**WRITTEN REQUEST:** Copy the records below exactly, leaving out any pictures.

**RECORDS SHOWN:**
☆ ☆ ☆ ☆

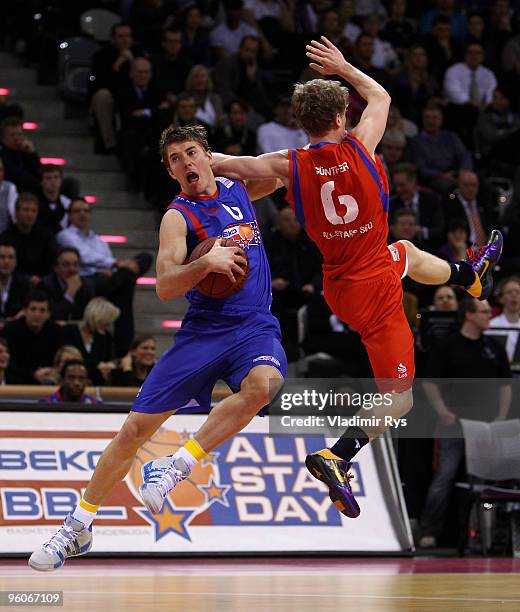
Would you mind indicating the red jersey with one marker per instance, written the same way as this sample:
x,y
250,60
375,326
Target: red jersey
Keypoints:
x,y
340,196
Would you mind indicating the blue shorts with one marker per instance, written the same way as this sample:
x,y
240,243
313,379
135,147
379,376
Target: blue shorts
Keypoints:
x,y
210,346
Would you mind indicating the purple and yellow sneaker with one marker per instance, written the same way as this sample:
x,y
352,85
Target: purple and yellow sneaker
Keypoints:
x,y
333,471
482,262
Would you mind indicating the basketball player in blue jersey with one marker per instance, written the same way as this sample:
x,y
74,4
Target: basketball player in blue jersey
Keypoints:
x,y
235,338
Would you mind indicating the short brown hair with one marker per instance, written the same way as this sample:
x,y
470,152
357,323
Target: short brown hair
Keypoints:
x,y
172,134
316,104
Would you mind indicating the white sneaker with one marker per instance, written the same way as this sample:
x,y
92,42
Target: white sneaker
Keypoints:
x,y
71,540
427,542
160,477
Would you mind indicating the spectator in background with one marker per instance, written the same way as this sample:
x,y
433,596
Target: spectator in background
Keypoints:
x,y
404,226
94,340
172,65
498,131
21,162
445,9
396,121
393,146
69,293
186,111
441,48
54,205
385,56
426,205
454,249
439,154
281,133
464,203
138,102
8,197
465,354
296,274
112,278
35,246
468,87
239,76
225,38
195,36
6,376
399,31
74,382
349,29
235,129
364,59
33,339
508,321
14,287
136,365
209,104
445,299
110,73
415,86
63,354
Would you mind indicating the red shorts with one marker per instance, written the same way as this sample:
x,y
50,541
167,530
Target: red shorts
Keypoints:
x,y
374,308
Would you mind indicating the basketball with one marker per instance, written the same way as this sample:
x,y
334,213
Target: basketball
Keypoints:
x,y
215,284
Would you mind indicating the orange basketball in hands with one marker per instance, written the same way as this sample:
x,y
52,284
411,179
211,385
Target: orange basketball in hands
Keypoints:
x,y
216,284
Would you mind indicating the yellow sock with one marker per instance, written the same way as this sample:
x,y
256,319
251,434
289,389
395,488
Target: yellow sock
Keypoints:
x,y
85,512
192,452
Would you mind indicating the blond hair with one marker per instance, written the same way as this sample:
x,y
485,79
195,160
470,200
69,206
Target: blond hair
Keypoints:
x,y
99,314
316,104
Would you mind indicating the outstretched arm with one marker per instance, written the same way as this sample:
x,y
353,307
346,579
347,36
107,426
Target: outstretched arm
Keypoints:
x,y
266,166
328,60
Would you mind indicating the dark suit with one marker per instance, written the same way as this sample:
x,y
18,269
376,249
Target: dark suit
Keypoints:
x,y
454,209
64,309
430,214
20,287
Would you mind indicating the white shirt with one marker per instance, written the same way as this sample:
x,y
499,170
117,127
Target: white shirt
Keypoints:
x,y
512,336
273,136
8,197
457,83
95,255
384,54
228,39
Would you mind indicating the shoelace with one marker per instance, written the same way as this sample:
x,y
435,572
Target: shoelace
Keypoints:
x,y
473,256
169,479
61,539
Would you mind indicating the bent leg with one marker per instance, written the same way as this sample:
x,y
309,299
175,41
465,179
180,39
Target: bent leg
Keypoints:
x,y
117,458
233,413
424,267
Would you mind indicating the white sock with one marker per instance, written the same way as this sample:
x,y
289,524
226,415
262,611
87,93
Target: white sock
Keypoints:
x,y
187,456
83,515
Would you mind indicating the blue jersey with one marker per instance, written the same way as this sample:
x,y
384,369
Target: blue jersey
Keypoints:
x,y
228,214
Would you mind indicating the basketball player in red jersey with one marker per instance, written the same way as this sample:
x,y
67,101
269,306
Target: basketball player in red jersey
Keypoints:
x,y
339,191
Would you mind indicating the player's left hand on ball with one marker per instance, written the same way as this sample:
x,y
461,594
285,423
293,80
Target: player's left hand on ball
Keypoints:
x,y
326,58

☆ ☆ ☆ ☆

**WORKED SOLUTION:**
Would you mind indicating the red jersey with one marker per instance, written the same way as this sample:
x,y
250,60
375,326
Target: red jersey
Keypoints:
x,y
340,196
Would you mind indicating the blue shorts with one marker per instance, written the same way as this sample:
x,y
240,243
313,379
135,147
379,376
Target: blue shorts
Keypoints:
x,y
210,346
Would you mind indicating the purple and yellow sneaker with one marker per instance, written the same way as this sample:
x,y
352,85
Target: purple and yellow sneaker
Keypoints:
x,y
333,471
482,262
Would you mind indicating the basketball player in blue jersey with one marker per instance, written the same way as this sample:
x,y
74,4
Target: basketball player in blue jersey
Keypoints:
x,y
235,338
Would you mind indicating the short brown hair with one marker per instance, written the same way as this sample:
x,y
470,152
357,323
Target: short brown hair
Keypoints:
x,y
172,134
316,104
Would you mind indicating the white sneaker with one marker per instance, written the same way as this sample:
x,y
92,42
Target: white sneaker
Keypoints:
x,y
71,540
427,542
160,477
Would you mind indicating the spectator in background with one marker per instance, written the same way as this sample:
x,y
433,596
Target: spectator in background
Keypoints:
x,y
404,226
94,340
172,65
498,131
21,162
445,9
396,121
393,146
69,293
186,111
441,48
54,205
385,56
426,205
454,249
439,154
281,133
464,203
138,102
8,197
465,354
296,274
112,278
35,246
468,87
239,76
225,38
195,36
6,376
399,31
74,382
349,29
235,129
364,59
33,339
508,321
14,287
136,365
209,104
445,299
110,73
415,86
63,354
Would you mind indicating the red shorts with one marker per instance, written the same way as this sample:
x,y
50,541
167,530
Target: red shorts
Keypoints:
x,y
374,308
Would you mind indicating the basketball with one marker per instance, written the same way as this sample:
x,y
334,213
Target: basketball
Keypoints:
x,y
215,284
Would you mind indicating the orange basketball in hands with one marker per instance, written the same way as this sample:
x,y
52,284
411,179
211,385
Target: orange basketball in hands
Keypoints:
x,y
216,284
Would you mind indicating the yellow sock with one marker per instance, written the same way as this sample:
x,y
256,319
251,434
289,389
395,488
Target: yellow sock
Keypoints:
x,y
85,512
192,452
Would you mind indicating the blond hair with one marker per instance, written the same way as this sample:
x,y
485,79
195,160
470,200
69,206
Target: blond hair
Keypoints:
x,y
99,314
316,104
Would you mind indicating the outstretched arm with one marker per instance, written the same way as this sample:
x,y
353,307
346,579
347,36
107,426
Target: outstretched arm
Keypoints:
x,y
266,166
328,60
Would you mind indicating the dark suit with one marker per instance, written the same way as this sample:
x,y
18,269
376,249
Target: dark suit
Keypoints:
x,y
454,209
64,309
430,214
20,287
Would you mind indicating the white shirt with one marker per instance, written the same way as this sample:
x,y
499,170
117,127
Target: white shirt
Keypoints:
x,y
512,336
273,136
8,197
457,83
95,255
384,54
228,39
Would you mind indicating the shoelace with one marker per instance, written the same way as this sample:
x,y
435,572
Target: shoelace
Keypoints:
x,y
473,256
169,479
61,539
Would you mind indicating the bent leg with one marker per instance, written the same way as this sample:
x,y
309,299
175,41
465,179
180,39
Target: bent leg
Keypoints:
x,y
117,458
233,413
424,267
Would you mind indicating the white sock with one marker per instance, written the same way as this sample:
x,y
289,524
226,415
262,611
87,93
Target: white sock
Keypoints:
x,y
187,456
83,515
Would you mind indicating the blue jersey with one marker per instance, written the same way as this sample:
x,y
384,369
Target: blue jersey
Keypoints:
x,y
228,214
Would you mind indicating the basketball player in red jersey with one marker per instance, written the same way as this sample:
x,y
67,101
269,306
Target: basketball player in red jersey
Keypoints:
x,y
339,191
Would you mind indicating the player's left hand on ball with one marker per instance, written the same way as this sample:
x,y
461,594
285,423
293,80
Target: player's left hand on ball
Keypoints:
x,y
326,58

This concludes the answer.